-- Problem requirements --
Reproduce each entry below verbatim.
··· Exercise data ···
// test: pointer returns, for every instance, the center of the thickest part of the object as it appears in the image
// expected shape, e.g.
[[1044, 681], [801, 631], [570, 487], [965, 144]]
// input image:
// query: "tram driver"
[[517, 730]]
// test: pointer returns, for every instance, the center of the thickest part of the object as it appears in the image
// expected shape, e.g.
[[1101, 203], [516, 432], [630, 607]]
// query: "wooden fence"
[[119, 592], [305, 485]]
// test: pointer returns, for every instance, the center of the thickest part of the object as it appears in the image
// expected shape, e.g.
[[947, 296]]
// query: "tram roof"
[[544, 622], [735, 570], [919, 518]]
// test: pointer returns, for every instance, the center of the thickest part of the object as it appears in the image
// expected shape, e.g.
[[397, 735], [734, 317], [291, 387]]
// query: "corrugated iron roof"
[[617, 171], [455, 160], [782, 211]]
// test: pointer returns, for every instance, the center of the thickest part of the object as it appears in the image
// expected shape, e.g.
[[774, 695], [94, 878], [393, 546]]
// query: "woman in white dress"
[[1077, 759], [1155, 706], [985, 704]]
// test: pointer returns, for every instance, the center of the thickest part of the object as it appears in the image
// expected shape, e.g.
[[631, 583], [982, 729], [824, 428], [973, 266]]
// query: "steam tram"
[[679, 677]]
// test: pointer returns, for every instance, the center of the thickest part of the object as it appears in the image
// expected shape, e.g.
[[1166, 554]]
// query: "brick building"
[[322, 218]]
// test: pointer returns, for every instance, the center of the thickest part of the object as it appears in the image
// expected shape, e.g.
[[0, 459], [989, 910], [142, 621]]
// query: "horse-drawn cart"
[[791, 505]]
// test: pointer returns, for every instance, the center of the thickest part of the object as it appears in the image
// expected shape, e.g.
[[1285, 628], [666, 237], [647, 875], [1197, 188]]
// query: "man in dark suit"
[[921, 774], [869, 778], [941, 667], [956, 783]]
···
-- Answer to this exercise --
// test: pointer returns, for every instance, the center of the thickest part of the object as it appears in the image
// expected shape, e.g.
[[1044, 681], [801, 631], [570, 487], [965, 144]]
// input image:
// query: "tram driver"
[[517, 730]]
// test: pointer returns, for every instance, the center of the thickest part of the object as it appears in the image
// expected shape, e.g.
[[1101, 203], [516, 432], [630, 607]]
// query: "wooden fence"
[[119, 592], [305, 485]]
// test: pointer returns, for every instance, the center of the thickest part of the object as it appears in the image
// expected shape, e.g.
[[947, 296]]
// query: "tram roof"
[[544, 622], [735, 570], [919, 518]]
// test: pointer returns, for every instance, the center of the thickest part of the object as it appears in the image
// expected shape, e.g.
[[397, 735], [734, 317], [291, 387]]
// query: "corrugated iron roof"
[[617, 171], [455, 160], [782, 211]]
// test: pointer returns, for every instance, the center of the thickest part of the object as it appears in the image
// expected shape, e.g.
[[774, 695], [94, 878], [393, 546]]
// query: "woman in white dress"
[[1077, 759], [1155, 706], [985, 704]]
// test: pointer returns, for every instance, the center of the thickest part of the object as it appears in the image
// expected shape, e.g.
[[631, 583], [982, 729], [824, 428], [973, 266]]
// query: "steam tram"
[[679, 677]]
// test: pointer returns, for every instance, the center of the thickest part of the object as it appears in the image
// expected shape, e.g.
[[1166, 554]]
// query: "brick building"
[[322, 218]]
// test: pointer returns, for every instance, the center of the thickest part of the object as it appears in the image
// expected shape, e.g.
[[0, 459], [989, 910], [142, 621]]
// query: "horse-drawn cart"
[[791, 505]]
// test: pointer returns, for every instance, the center of the thickest part of the object as it appears in the image
// expected shape, e.g.
[[1285, 628], [666, 237], [647, 875], [1197, 188]]
// query: "man in dark suit"
[[921, 774], [869, 778], [941, 667], [956, 783]]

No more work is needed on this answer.